## EXERCISE BRIEF:
Revise the listing below so that every occurrence of "cone-shaped hedge" becomes "conical shrub". Leave all other text and the points unchanged.

## DATA SECTION:
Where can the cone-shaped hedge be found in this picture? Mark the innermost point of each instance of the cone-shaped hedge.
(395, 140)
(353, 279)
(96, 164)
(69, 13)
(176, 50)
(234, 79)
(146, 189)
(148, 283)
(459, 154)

## TASK OUTPUT:
Where can the conical shrub be found in this picture? Mark the innermost point of each instance of the conical shrub.
(395, 140)
(353, 279)
(96, 164)
(69, 13)
(176, 50)
(234, 79)
(146, 189)
(148, 283)
(459, 154)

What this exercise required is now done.